*Written problem*
Reproduce verbatim every line from the one containing "Provide the segmentation of every instance of the <item>wooden" through the last line of the material, both ends included.

*Extracted entries*
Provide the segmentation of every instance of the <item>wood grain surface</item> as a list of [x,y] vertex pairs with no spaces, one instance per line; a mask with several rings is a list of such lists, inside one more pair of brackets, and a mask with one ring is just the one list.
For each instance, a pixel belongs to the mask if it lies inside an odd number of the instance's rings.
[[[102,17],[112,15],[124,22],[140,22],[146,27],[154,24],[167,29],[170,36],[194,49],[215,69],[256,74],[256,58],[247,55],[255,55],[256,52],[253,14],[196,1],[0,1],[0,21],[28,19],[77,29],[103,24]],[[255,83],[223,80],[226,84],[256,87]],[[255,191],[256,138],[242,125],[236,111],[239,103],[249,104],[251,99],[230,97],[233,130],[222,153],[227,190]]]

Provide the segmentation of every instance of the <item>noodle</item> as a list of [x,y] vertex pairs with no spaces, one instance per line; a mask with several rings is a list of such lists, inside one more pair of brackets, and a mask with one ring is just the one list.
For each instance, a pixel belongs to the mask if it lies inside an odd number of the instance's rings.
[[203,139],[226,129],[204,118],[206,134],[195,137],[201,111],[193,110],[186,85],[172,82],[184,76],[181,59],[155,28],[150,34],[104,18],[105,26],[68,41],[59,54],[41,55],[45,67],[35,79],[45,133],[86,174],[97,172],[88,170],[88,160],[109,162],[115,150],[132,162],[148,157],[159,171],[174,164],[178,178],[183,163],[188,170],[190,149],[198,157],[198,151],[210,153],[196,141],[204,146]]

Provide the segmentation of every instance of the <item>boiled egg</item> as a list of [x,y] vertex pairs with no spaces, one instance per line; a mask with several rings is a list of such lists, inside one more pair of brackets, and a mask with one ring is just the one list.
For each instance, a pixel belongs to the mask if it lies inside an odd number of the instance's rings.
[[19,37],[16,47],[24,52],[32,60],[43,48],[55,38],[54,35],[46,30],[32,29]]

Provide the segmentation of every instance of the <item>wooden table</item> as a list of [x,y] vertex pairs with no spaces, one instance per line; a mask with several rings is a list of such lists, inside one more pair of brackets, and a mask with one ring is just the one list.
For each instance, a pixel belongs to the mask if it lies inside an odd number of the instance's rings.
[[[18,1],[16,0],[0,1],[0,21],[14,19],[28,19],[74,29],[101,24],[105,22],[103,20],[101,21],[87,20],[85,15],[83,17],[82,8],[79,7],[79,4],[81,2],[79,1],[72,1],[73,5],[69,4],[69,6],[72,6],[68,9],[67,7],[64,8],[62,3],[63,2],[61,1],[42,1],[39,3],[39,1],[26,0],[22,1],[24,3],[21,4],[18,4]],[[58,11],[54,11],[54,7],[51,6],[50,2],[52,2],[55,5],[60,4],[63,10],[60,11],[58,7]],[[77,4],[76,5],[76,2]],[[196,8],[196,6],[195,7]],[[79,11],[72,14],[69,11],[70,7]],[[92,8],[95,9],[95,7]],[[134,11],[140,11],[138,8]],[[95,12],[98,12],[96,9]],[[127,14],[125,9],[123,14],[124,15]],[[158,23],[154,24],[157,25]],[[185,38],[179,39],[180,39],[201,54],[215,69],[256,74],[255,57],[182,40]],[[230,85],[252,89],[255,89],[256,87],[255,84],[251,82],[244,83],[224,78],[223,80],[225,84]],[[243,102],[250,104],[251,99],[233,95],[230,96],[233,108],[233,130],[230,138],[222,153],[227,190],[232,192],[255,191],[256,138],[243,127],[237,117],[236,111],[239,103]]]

*Result of this exercise*
Provide the segmentation of every instance of the <item>wooden table</item> as a list of [x,y] vertex pairs with no spaces, one instance per line; a mask with several rings is a list of such lists, inside one more pair of brackets, and a mask with one ring is just the one list.
For each instance, a pixel belongs to the mask if it lies inside an odd number of the instance's rings.
[[[18,1],[16,0],[0,1],[0,21],[14,19],[28,19],[74,29],[101,24],[105,22],[103,20],[101,21],[87,20],[85,15],[83,17],[82,8],[79,7],[79,4],[81,2],[79,1],[72,1],[73,5],[69,4],[69,6],[72,6],[68,9],[67,7],[64,8],[62,3],[63,2],[61,1],[42,1],[39,3],[39,1],[26,0],[22,1],[24,3],[21,4],[18,4]],[[58,11],[54,11],[54,7],[51,6],[50,2],[52,2],[55,5],[60,4],[63,10],[60,11],[58,7]],[[77,4],[76,5],[76,2]],[[196,8],[196,6],[195,7]],[[79,11],[72,14],[69,11],[70,7]],[[92,8],[95,9],[95,7]],[[134,11],[140,11],[138,8]],[[95,12],[98,12],[96,9]],[[127,14],[125,9],[123,14],[124,15]],[[158,23],[154,24],[157,25]],[[185,38],[179,39],[180,39],[201,54],[215,69],[256,74],[255,57],[182,40]],[[230,85],[252,89],[255,89],[256,87],[255,84],[251,82],[244,83],[224,78],[223,80],[225,84]],[[243,102],[250,104],[251,99],[233,95],[230,96],[233,108],[233,130],[230,138],[222,153],[227,190],[232,192],[255,191],[256,138],[243,127],[237,117],[236,111],[239,103]]]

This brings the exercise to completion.